TASK GOAL »
Repeat the entries below exactly and in full.

GIVEN DATA »
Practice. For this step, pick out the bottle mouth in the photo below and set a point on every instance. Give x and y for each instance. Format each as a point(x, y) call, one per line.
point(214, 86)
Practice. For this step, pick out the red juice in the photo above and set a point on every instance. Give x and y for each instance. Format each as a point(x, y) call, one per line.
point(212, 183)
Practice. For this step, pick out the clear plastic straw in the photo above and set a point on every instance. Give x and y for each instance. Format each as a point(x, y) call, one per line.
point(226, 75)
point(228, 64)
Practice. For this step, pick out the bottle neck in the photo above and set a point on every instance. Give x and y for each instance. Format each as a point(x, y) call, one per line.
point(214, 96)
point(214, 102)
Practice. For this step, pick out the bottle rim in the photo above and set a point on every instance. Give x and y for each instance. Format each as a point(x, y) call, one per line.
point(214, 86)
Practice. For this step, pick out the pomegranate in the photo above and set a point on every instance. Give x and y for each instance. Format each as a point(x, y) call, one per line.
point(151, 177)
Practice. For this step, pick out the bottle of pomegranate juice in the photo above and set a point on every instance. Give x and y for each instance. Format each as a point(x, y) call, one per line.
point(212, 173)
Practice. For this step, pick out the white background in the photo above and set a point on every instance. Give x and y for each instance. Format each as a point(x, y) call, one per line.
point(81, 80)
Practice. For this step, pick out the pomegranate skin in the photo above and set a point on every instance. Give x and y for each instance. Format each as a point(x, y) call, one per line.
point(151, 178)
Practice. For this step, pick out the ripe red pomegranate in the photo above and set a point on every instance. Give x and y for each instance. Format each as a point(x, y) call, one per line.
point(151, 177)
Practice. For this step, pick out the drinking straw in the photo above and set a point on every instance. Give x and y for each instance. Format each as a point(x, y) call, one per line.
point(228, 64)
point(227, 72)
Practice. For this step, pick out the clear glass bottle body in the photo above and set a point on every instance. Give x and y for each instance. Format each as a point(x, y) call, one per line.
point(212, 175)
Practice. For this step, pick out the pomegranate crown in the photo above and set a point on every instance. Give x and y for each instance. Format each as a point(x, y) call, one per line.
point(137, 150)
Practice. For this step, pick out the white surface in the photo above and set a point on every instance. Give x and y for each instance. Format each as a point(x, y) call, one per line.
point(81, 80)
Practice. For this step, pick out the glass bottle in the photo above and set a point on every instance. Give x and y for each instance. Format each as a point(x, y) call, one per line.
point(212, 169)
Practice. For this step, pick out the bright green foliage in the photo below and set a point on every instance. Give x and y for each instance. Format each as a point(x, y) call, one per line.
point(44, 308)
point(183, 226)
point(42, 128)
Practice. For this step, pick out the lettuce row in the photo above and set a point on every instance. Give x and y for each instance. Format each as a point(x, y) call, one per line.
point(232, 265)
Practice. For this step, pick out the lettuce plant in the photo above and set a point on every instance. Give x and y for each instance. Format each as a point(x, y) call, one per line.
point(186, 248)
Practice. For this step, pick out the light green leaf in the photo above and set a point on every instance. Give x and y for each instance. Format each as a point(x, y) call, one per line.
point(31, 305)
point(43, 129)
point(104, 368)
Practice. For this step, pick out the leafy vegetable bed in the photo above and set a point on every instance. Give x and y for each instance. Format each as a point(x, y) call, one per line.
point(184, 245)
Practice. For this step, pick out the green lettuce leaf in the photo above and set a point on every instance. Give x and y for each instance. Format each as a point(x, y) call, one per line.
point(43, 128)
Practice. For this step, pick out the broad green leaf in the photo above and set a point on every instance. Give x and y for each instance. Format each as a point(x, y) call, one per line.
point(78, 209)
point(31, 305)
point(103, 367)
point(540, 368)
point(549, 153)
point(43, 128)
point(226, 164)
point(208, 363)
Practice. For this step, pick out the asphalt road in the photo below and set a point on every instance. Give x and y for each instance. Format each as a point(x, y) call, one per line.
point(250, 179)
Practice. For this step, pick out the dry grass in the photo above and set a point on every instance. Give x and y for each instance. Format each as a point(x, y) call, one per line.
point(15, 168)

THE ANSWER »
Practice. For this step, pick out the bottle mouth in the photo below and set a point on every instance. Give x and y for each instance. Format each as a point(x, y) call, one per line.
point(214, 86)
Practice. For this step, pick out the red juice in the photo above and set a point on every instance. Give x and y for each instance. Format each as a point(x, y) call, one per line.
point(212, 183)
Practice. For this step, pick out the clear plastic straw in the photo above and set a point on every instance. Give x and y for each instance. Format each as a point(x, y) call, one per line.
point(226, 75)
point(228, 64)
Practice. For this step, pick out the bottle neck in the photo above and set a point on every instance. Give x and y for each instance. Format each as a point(x, y) call, one per line.
point(214, 96)
point(214, 102)
Practice. For this step, pick out the bottle rim in the photo above and set a point on every instance. Give x and y for each instance. Format each as a point(x, y) call, one per line.
point(214, 86)
Practice. For this step, pick out the pomegranate in the photo above and set a point on every instance. Give x and y for each instance. Format each as a point(x, y) call, one per line.
point(151, 177)
Practice. For this step, pick out the bottle of pomegranate juice in the photo above and set a point on every instance. Give x and y for each instance. Format each as a point(x, y) call, one per line.
point(212, 173)
Practice. For this step, pick out the white background in the photo above and set a point on every instance. Give x and y for each instance. Format each as a point(x, y) call, one per line.
point(81, 80)
Practice. For this step, pick out the pomegranate skin in the photo above and set a point on every instance. Give x and y for each instance. Format each as a point(x, y) call, one per line.
point(151, 178)
Practice. For this step, pick out the ripe red pomegranate in the photo above and set a point on every instance. Give x and y for each instance. Format each as a point(x, y) call, one per line.
point(151, 177)
Practice. For this step, pick out the drinking straw in the photo above and set a point on every instance. Give x and y for each instance. Format each as a point(x, y) call, one per line.
point(228, 64)
point(227, 72)
Practice. For this step, pick out the clear glass bottle body in the photo above and set a point on every instance. Give x and y for each instance. Format each as a point(x, y) call, one per line.
point(212, 175)
Practice. For this step, pick out the pomegranate crown in the photo above and set a point on every instance. Give x and y for each instance. Format each as a point(x, y) call, one per line.
point(137, 150)
Practice. For this step, pick out the white surface in the photo above and set a point on every instance. Give x and y for each instance. Format each as a point(x, y) call, one per line.
point(81, 80)
Practice. For this step, pick out the glass bottle in the photo above and set a point on every instance. Give x and y for each instance. Format each as a point(x, y) call, one per line.
point(212, 169)
Practice. For this step, pick out the bright green foliage in the photo below and set a point on every instance. Give x and y for each instance. Format each as a point(x, y) call, one per line.
point(44, 308)
point(183, 226)
point(42, 128)
Practice. For this step, pick out the lettuce row in the photo above and set a point on every instance. Give x and y for each instance. Format each as a point(x, y) call, one per line.
point(232, 265)
Practice. For this step, pick out the lettuce plant in the photo above and set a point on every instance. Give x and y for each instance. Format each as a point(x, y) call, one per line.
point(186, 248)
Practice. For this step, pick out the light green leaf in the photo above and set a point on every instance. Give x and y for each instance. Format each as a point(x, y) call, one per line.
point(31, 305)
point(43, 129)
point(104, 368)
Practice. For this step, pick out the leafy vegetable bed in the photo above and set a point on every instance. Give x and y for each instance. Format each as a point(x, y) call, one per line.
point(184, 245)
Practice. For this step, pick out the green lettuce leaf in the photo above and set a point on every instance. Give x and y for each instance. Format each as a point(x, y) call, one per line.
point(43, 128)
Practice. For this step, pick out the broad green leaf in the photo above and set a point on every instance. Give x and y for each instance. Format each as a point(x, y) call, one per line.
point(78, 209)
point(31, 305)
point(103, 367)
point(540, 368)
point(549, 153)
point(43, 128)
point(226, 164)
point(208, 363)
Practice. For this step, pick out the asphalt road in the photo below and set a point on every instance. Give x and y for each instance. Format each as a point(x, y) call, one per line.
point(250, 179)
Practice. For this step, pick out the dry grass in the photo above and set a point on every instance. Give x and y for each instance. Format each as a point(x, y) call, one per line.
point(15, 168)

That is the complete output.